**DOCUMENT**
begin

- Born: June 18, 1917 Cincinnati, Ohio, U.S.
- Died: February 22, 2011 (aged 93) Milford, Ohio, U.S.
- Allegiance: United States of America
- Branch: United States Army
- Service years: 1941–1946
- Rank: Major
- Unit: 1st Infantry Division
- Conflicts: World War II
- Awards: Silver Star Bronze Star Purple Heart Invasion Arrowhead (4) Campaign Stars
- Spouses: Mariam (first wife) Helen (second wife) Marian Spelman
- Children: 3
- Other work: Television and radio personality, Community Relations Director, Associate Professor of History

= Bill Nimmo =

American actor

William Lorne Nimmo (June 18, 1917 - February 22, 2011) was a television and radio personality whose career spanned seven decades.

==Early life and pre-network career==
Nimmo was born on June 18, 1917, in Cincinnati, Ohio. His father, William Lorne Zimmo, was a detective in Cincinnati. After graduating from Western Hills High School, he attended the Cincinnati Conservatory of Music and the University of Cincinnati, studying singing and piano. He volunteered for the US Army in 1941 prior to the declaration of WWII. While serving with the 1st Infantry Division in Africa and Europe, he was awarded the Purple Heart, Silver Star, and Bronze Star Medals, plus an Invasion Arrowhead, Combat Infantry Badge, and threeCampaign Stars. Following a year of diplomatic service at the U.S. Embassy in Paris in 1945-46 he was honorably discharged with the rank of Major.

end

**GOAL A**
List every line of the entries below that contains the word "white".

**DATASET CONTENT**

begin

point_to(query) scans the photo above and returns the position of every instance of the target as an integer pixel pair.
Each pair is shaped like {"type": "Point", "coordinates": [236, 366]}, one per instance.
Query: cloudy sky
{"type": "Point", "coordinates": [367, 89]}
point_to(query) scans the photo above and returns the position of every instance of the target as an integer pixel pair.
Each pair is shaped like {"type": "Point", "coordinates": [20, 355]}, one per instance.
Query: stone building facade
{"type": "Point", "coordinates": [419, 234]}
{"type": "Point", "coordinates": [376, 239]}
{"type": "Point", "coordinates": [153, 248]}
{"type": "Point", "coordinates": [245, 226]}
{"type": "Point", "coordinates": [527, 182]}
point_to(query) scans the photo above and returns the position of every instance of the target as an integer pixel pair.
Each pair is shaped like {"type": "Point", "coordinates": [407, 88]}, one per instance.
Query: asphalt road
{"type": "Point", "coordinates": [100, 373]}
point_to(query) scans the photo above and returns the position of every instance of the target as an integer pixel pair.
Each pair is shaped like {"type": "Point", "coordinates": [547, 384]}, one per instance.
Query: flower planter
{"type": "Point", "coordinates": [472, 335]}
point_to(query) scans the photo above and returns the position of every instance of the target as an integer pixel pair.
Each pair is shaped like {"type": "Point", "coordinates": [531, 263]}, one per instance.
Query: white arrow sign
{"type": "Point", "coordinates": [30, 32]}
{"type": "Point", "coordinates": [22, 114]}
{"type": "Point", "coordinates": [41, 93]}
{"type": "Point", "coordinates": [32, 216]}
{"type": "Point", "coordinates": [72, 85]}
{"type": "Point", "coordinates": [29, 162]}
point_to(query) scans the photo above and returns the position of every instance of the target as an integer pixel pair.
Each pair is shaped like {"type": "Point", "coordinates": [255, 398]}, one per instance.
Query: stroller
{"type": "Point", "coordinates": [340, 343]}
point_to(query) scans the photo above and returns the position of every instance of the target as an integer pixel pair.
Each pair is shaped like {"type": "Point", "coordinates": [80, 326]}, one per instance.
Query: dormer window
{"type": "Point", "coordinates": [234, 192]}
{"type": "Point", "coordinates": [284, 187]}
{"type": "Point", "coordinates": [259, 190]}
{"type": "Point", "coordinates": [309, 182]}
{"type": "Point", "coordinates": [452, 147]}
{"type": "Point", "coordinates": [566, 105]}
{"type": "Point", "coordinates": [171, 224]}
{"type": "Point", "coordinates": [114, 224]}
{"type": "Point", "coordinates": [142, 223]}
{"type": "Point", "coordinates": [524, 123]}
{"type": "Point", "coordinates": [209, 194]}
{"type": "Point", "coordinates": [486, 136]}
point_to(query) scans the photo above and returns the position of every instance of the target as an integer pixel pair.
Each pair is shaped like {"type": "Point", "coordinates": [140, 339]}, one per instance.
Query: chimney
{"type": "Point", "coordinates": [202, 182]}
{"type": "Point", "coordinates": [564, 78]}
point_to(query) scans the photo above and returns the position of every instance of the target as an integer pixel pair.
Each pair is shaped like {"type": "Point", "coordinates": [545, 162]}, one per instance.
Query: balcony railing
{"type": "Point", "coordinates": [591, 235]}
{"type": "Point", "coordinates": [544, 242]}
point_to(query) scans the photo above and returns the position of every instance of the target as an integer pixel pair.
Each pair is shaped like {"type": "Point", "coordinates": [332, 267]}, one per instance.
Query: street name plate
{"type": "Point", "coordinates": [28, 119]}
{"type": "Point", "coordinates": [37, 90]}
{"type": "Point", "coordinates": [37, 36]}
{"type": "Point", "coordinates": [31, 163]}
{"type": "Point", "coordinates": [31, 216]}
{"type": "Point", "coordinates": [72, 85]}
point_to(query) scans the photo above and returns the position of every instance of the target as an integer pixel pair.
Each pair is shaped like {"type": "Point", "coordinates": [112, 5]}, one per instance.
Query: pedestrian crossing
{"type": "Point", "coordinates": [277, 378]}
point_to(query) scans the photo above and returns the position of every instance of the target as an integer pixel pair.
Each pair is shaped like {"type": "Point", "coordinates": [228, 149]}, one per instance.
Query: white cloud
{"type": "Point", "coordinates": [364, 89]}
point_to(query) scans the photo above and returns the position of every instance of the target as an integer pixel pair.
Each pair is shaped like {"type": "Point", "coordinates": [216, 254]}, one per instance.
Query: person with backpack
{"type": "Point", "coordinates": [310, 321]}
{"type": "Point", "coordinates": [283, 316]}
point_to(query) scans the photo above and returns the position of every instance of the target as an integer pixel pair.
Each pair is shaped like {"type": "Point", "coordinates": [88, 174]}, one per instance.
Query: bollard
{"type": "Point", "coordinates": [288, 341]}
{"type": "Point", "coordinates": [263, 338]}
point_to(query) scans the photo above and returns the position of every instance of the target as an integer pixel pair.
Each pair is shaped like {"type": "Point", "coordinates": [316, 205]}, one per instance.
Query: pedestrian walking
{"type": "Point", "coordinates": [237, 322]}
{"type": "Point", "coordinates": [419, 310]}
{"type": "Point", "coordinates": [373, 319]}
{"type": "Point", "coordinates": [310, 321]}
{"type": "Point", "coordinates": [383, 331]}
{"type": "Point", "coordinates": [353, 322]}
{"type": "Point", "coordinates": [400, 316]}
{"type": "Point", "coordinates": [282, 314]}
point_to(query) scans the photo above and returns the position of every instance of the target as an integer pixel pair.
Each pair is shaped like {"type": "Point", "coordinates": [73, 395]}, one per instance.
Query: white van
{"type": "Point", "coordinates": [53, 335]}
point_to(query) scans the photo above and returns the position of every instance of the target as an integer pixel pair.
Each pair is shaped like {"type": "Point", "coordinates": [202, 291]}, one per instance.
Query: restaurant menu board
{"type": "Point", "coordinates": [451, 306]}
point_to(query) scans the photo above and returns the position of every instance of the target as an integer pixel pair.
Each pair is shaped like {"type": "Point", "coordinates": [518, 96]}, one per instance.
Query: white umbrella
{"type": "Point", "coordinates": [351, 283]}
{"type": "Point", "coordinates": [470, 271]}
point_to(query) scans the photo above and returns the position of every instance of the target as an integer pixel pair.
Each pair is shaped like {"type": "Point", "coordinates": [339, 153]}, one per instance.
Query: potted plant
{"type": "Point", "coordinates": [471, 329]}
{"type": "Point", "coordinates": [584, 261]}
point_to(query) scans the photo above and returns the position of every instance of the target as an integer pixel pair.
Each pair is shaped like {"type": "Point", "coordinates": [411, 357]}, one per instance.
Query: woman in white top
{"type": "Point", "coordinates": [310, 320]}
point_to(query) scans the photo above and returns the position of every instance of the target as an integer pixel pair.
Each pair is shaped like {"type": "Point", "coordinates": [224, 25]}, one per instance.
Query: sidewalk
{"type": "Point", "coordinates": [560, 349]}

end

**GOAL B**
Pick up the Bill Nimmo biography above from where it stops and continue it.

**TASK ANSWER A**
Query: white arrow sign
Query: white cloud
Query: white van
Query: white umbrella
Query: woman in white top

**TASK ANSWER B**
After a short stint as a teacher, he returned to Cincinnati in 1947 and landed a job as an overnight disc jockey at WLW-AM with his distinctive baritone voice. In 1948 Nimmo became Cincinnati's first television star on WLWT-TV serving as an announcer, newscaster, and host of various shows.

In 1959, Nimmo recorded a narration, "The Little Rascals" for RCA Victor (LBY 1023).

==Career on national television==
In 1951 Nimmo moved to New York and went to work for network television. He played “Bill the Bartender” on the Pabst Blue Ribbon Wednesday Night Fights (CBS), in which he appeared live during the commercials to promote the sponsor, Pabst Blue Ribbon beer. He was also Johnny Carson's original sidekick on the shows Do You Trust Your Wife? and later Who Do You Trust?

When Nimmo left the show in 1957, he recommended Ed McMahon as his replacement. When Carson and McMahon moved to The Tonight Show in 1962, Nimmo returned to Who Do You Trust? as announcer-sidekick for new host Woody Woodbury. Although Nimmo would later admit leaving Carson was one of the biggest mistakes of his life, he had no regrets.

Nimmo was also an announcer for The Jackie Gleason Show in 1952–53, Crime Syndicated, The Plainclothesman, and This Is Show Business, as well as for Jack Lemmon, Garry Moore and Arthur Murray to name just a few. He was the spokesperson on long-running shows for Pepsodent, Newport cigarettes, and Schick electric shaver. In addition he was the host of the game shows Keep It in the Family in 1957–58, For Love or Money in 1958, and announcer on The Regis Philbin Show in 1964–65. Beginning on May 20, 1957, he was host of weekday reruns of Our Miss Brooks on CBS.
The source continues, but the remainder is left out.